◆ **Travail demandé**: Prolongez le texte sur le naturel contrarié et l'identification à partir de l'endroit où il s'arrête.

◆ **Passage du texte**:
+++++

La conscience - partie 3 : naturel contrarié et identification

Les formes générées par la conscience, sont elles manifestées le plus naturellement du monde ? En théorie mille fois oui. Mes prises de postions, mes centres d’intérêts sont censés être les plus naturels possibles.

Mais en fait non. Évidemment.

Bien souvent, le naturel, l’intérêt est contrarié dans son expression, violenté par la rudesse du monde extérieur.

Exemple : Ado, vous aimiez un certain type de musique rétro, mais dès lors que vos camarades entendaient cela, ils ne manquaient pas de vous railler. Et il ne fallait pas compter sur les structures scolaires pour vous protéger.

 

Le naturel, bien que spontané, demande à être protégé, encouragé. On prend soin des jeunes pousses. Le problème étant qu'à coup sûr, vous vous êtes fait maltraité au regard de votre naturel. Et ne blâmez pas nécessairement vos parents, car nous vivons dans des sociétés si anti-pulsionnelles, anti-naturelles, qu'il est difficile de s'épanouir. Même avec la protection aimante de votre famille.

Bien sûr ceci n'est pas une ode à la permissivité, il est par exemple normal de cadrer l’intérêt d'un enfant selon certaines restrictions.

Exemple : Un enfant peut être attiré par la beauté d'un feu d'artifice, mais vous, en tant que parent devez l’empêcher de les toucher. Il ne sait pas encore que c'est dangereux, et que l'attrait pour le feu réclame des précautions spécifiques. Il l'apprendra en grandissant.

 

Cependant, cadrer et dresser sont deux choses différentes. Et nous vivons dans un monde qui nous apprend à bâtir de grandes cloisons étanches entre nous et nos réels amours.

Exemple : Vous êtes naturellement attiré par l'art, mais tout le monde dans votre famille dit que c'est un truc de fiotte ou d'escrocs. Vous en avez marre de vous faire moquer dès lors que votre regard est trop appuyé sur une œuvre quelconque. Donc vous êtes devenu le bourreau : vous prenez les devant sur la critique quant aux artistes, histoire d'être sûr que personne ne se retourne contre vous.

Remarque: parfois c'est pire, le naturel est violé. On le verra avec les pulsions dantesques plus tard.

 

Ainsi, l’intérêt, en se déportant ailleurs que ce que son attirance suppose, fait jaillir à terme une nouvelle personnalité qui singe le naturel. On pourrait croire que le phénomène est temporaire. En ce sens il suffirait d'user d'une personnalité de secours que l'on ne manquerait pas d'abandonner quand les choses se tassent. Que nenni. D'abord disons qu'il est tout sauf agréable de jouer un rôle qui n'est pas le nôtre.

+++++

[Entrées d'annotation par coordonnées]
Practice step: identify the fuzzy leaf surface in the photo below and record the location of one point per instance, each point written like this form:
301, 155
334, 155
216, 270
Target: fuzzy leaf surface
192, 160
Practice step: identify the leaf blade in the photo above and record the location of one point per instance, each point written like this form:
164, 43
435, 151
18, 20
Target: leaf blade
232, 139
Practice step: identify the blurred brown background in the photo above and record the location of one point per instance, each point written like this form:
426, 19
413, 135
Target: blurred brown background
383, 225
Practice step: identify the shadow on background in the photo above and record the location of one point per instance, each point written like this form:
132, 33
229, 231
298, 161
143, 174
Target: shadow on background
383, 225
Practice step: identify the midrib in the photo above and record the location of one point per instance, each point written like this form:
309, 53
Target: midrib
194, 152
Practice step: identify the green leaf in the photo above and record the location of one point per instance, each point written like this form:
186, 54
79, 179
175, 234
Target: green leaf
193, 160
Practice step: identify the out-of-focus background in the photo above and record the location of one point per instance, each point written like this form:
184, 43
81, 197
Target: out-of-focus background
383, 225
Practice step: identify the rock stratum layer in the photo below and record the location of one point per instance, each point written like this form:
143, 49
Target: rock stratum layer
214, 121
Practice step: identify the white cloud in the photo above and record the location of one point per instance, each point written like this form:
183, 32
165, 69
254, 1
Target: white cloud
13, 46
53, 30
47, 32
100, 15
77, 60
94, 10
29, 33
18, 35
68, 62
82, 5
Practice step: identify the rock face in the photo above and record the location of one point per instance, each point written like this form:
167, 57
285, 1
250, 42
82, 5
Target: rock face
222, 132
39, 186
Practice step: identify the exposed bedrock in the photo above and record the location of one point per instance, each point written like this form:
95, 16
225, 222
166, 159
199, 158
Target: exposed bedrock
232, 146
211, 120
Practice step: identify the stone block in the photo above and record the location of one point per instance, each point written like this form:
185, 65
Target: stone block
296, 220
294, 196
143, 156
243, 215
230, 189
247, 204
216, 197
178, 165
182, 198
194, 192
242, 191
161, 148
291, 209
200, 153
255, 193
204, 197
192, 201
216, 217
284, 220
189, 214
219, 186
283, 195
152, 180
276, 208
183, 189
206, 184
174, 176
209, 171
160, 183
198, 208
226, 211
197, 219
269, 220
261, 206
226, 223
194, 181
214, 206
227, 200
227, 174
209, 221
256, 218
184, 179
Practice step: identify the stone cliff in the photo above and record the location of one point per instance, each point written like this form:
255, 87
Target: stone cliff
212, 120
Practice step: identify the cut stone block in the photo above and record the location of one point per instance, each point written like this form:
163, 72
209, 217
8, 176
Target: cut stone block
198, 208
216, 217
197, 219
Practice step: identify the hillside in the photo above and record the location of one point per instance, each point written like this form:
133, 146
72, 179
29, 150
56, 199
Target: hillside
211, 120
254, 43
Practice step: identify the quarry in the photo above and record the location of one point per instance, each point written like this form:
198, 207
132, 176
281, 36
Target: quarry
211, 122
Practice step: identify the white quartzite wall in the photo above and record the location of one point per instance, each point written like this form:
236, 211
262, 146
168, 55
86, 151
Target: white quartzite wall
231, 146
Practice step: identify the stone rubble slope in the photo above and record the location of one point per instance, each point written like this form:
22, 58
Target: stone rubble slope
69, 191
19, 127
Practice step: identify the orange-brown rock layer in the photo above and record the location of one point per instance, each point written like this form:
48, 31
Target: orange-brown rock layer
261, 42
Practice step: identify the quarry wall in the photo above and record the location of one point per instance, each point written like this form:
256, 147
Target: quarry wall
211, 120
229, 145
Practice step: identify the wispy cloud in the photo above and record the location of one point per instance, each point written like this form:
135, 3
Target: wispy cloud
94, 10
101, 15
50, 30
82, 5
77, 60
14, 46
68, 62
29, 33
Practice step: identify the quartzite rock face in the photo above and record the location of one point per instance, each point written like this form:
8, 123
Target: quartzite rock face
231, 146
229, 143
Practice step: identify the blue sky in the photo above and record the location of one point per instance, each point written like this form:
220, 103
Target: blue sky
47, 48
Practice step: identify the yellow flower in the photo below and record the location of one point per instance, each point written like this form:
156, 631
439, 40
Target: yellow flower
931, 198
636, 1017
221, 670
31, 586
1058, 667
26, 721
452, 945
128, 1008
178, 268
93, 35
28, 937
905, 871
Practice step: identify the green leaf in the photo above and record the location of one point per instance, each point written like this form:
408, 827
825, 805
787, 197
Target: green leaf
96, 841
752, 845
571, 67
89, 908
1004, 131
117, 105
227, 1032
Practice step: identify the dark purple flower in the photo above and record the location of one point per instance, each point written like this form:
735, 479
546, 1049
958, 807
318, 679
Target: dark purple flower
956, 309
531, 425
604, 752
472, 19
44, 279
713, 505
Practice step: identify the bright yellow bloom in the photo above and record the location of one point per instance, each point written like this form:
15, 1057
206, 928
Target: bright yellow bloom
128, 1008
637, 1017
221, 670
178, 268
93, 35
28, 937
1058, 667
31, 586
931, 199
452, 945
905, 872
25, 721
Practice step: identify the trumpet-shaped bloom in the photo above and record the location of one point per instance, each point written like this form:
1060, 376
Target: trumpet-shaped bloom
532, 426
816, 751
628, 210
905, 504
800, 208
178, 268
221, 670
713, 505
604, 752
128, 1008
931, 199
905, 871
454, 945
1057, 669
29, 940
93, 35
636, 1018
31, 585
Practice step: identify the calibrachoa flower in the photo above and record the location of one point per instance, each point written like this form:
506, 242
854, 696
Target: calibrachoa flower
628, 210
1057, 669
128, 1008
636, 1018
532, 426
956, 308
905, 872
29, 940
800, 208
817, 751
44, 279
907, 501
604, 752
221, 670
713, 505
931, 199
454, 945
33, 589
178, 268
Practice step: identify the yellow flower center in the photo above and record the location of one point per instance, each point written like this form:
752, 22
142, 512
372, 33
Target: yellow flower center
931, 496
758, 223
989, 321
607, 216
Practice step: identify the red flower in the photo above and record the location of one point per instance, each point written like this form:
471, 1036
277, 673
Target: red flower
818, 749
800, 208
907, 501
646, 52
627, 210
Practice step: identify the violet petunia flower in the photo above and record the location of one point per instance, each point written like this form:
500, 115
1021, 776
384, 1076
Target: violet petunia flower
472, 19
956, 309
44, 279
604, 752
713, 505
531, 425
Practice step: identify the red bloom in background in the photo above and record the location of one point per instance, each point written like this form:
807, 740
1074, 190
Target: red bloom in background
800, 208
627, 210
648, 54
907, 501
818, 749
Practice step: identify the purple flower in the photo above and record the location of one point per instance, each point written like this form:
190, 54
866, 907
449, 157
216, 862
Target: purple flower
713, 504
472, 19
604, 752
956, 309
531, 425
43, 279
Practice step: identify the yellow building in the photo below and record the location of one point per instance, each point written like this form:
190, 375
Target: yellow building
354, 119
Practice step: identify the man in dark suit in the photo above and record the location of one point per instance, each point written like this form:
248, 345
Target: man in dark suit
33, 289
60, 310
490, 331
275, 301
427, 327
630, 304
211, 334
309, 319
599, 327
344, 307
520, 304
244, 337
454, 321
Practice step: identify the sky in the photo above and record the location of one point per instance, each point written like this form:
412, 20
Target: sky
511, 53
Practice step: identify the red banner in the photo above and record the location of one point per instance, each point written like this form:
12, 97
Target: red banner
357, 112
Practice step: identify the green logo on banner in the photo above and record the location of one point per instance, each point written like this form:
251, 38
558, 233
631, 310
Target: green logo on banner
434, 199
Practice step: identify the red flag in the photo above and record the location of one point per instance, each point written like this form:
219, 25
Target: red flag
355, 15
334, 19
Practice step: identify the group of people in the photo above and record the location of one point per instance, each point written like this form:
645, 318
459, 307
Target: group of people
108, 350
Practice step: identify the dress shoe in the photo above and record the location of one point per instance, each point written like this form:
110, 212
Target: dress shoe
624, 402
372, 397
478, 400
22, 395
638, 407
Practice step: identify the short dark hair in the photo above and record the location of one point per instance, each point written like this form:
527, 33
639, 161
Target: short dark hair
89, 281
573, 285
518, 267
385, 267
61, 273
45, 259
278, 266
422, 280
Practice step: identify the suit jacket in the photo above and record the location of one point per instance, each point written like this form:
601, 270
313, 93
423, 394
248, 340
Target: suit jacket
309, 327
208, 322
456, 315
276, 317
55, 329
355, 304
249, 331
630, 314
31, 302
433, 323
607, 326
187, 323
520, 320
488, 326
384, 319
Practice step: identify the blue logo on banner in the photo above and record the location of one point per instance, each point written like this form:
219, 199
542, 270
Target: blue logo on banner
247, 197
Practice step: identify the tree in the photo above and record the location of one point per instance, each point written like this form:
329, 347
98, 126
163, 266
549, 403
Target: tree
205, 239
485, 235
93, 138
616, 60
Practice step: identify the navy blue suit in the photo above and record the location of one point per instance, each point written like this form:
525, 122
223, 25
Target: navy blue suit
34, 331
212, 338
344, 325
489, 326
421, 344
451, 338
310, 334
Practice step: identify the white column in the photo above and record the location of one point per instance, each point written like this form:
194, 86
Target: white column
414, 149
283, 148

+++++

◆ **Production attendue**:
Exemple : Votre belle famille déteste les pauvres. Pourtant vous venez d'une famille modeste. Ainsi, aux repas de famille, vous vous sentez frustré(e) de ne pouvoir leur dire leurs 4 vérités. C'est qu'ils vous tomberaient tous dessus, et vous ne voudriez pas peiner votre conjoint(e). Mais bon sang, ça fait mal de se retenir.

Dur d'être un autre. En ce sens le vrai naturel est la meilleure économie d’énergie. Je veux dire, essayez un peu de marcher sur les mains pour voir. Fatiguant non ? Il vaut mieux se tenir debout, comme le veut la nature.

Mais voilà le problème : des gens qui marchent sur les mains, on en voit beaucoup. Alors pourquoi ? Pourquoi de telles choses arrivent ? A cause de l'immersion.

 

Imaginez un peu que vous soyez complètement immergé dans cet environnement hostile, avec, à vos yeux, aucune échappatoire. Comment donc y survivre ? Vous allez le voir, les mécanismes de défense ne sont pas anodins, ni réversibles à souhait. Ici nous allons parler par avance de l'un des derniers mouvements de la conscience : l'identification.

Fort heureusement il y a tant à dire sur ce mouvement que nos révélations anticipées ne seront aucunement dommageables pour la suite.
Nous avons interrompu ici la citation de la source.